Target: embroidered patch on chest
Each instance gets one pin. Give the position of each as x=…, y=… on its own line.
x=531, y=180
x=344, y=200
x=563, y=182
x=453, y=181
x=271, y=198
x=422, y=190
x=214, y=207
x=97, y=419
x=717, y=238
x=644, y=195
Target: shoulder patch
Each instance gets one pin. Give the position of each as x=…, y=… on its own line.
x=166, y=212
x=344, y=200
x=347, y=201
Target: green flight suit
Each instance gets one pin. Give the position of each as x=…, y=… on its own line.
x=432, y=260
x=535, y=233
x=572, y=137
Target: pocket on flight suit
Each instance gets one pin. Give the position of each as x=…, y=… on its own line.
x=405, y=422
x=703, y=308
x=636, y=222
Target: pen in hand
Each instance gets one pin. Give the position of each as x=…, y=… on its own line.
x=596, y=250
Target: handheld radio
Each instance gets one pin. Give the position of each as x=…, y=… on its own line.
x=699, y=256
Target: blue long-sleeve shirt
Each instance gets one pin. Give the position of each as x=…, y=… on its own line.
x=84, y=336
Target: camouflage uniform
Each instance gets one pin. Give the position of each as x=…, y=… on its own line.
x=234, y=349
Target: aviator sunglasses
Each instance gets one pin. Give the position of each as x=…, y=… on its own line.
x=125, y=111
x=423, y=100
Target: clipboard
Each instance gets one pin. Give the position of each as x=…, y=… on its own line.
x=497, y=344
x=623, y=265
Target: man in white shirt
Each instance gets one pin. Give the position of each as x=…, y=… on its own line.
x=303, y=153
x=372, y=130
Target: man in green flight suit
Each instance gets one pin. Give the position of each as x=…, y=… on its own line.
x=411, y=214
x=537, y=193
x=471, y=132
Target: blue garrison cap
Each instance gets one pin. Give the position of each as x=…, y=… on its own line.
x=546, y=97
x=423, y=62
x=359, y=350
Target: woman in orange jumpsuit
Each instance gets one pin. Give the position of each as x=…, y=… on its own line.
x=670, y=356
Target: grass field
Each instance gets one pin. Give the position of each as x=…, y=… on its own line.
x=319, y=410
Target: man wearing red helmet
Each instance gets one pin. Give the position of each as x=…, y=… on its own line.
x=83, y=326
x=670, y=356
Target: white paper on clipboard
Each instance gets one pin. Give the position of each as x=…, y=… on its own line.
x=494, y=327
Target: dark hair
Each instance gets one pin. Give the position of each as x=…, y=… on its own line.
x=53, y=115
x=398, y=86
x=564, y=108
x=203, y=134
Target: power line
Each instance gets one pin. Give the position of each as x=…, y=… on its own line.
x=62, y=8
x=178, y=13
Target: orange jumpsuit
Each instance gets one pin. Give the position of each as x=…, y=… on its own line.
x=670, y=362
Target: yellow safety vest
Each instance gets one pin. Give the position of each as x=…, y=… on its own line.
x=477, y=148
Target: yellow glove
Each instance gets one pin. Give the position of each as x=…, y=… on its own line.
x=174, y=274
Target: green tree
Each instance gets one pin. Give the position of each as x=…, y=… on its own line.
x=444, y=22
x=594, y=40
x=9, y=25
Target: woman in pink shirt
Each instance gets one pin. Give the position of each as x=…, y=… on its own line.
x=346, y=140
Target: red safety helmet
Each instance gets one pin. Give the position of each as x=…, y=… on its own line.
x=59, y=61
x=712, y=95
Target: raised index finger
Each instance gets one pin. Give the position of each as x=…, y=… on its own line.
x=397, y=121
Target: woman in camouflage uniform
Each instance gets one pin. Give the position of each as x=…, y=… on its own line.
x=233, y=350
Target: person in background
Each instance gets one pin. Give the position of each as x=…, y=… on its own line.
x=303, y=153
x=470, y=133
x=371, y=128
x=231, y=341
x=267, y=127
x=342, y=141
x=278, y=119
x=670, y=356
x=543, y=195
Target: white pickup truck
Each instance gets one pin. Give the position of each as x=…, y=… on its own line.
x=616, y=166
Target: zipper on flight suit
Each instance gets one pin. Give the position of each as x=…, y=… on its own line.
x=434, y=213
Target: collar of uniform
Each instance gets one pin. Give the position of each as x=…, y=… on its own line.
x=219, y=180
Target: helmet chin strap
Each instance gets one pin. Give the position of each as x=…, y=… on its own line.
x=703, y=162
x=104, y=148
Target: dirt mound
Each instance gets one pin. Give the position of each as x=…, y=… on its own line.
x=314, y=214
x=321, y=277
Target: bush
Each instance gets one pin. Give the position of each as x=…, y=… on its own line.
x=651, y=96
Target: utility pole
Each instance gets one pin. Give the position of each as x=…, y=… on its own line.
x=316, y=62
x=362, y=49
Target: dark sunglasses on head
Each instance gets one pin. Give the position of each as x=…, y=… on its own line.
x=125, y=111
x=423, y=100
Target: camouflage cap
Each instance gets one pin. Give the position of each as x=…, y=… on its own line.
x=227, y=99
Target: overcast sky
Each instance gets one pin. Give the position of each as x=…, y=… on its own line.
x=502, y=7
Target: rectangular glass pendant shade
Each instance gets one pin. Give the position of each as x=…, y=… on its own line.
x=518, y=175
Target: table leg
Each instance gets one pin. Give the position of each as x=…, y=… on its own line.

- **Exercise brief**
Format the records from the start through the line containing "x=623, y=265" as a two-column CSV with the headers input and output. Give one row per record, with its text under input and its answer under output, each in a single quoted field with line breaks replaced by spaces.

- **Output of the task**
input,output
"Target: embroidered patch on chest Each instance gets one pin. Give the position of each as x=…, y=… on its own line.","x=531, y=180 x=344, y=200 x=563, y=182 x=453, y=181 x=271, y=198 x=422, y=190 x=214, y=207 x=97, y=419 x=717, y=238 x=644, y=195"
"Target: shoulder patch Each instance gets one pin. Give the position of each as x=…, y=… on its own line.","x=166, y=212 x=344, y=200 x=347, y=201"
"Target: green flight suit Each instance gets one pin. Give the position of each as x=…, y=… on its own line.","x=432, y=260 x=535, y=233 x=572, y=137"
"Target: pocket on flight suit Each instance gets one pin. Give the position of each as x=…, y=… on its own line.","x=405, y=422 x=703, y=308 x=636, y=222"
"Target: pen in hand Each instance gets one pin. Give the position of each as x=…, y=… on its own line.","x=596, y=250"
"Target: handheld radio Each instance gets one pin. Give the position of each as x=…, y=… on its own line.","x=699, y=256"
"Target: blue long-sleeve shirt Each instance gets one pin. Give the position of each as x=…, y=… on its own line.","x=84, y=336"
"Target: camouflage uniform Each instance gets one pin. Give the position of each as x=…, y=… on its own line.","x=234, y=349"
"Target: aviator sunglasses Each instance gets one pin. Give the position of each as x=…, y=… on its own line.","x=125, y=111 x=423, y=100"
"Target: clipboard Each instance gets one pin. Give the position of each as x=…, y=… on its own line.","x=497, y=344 x=623, y=265"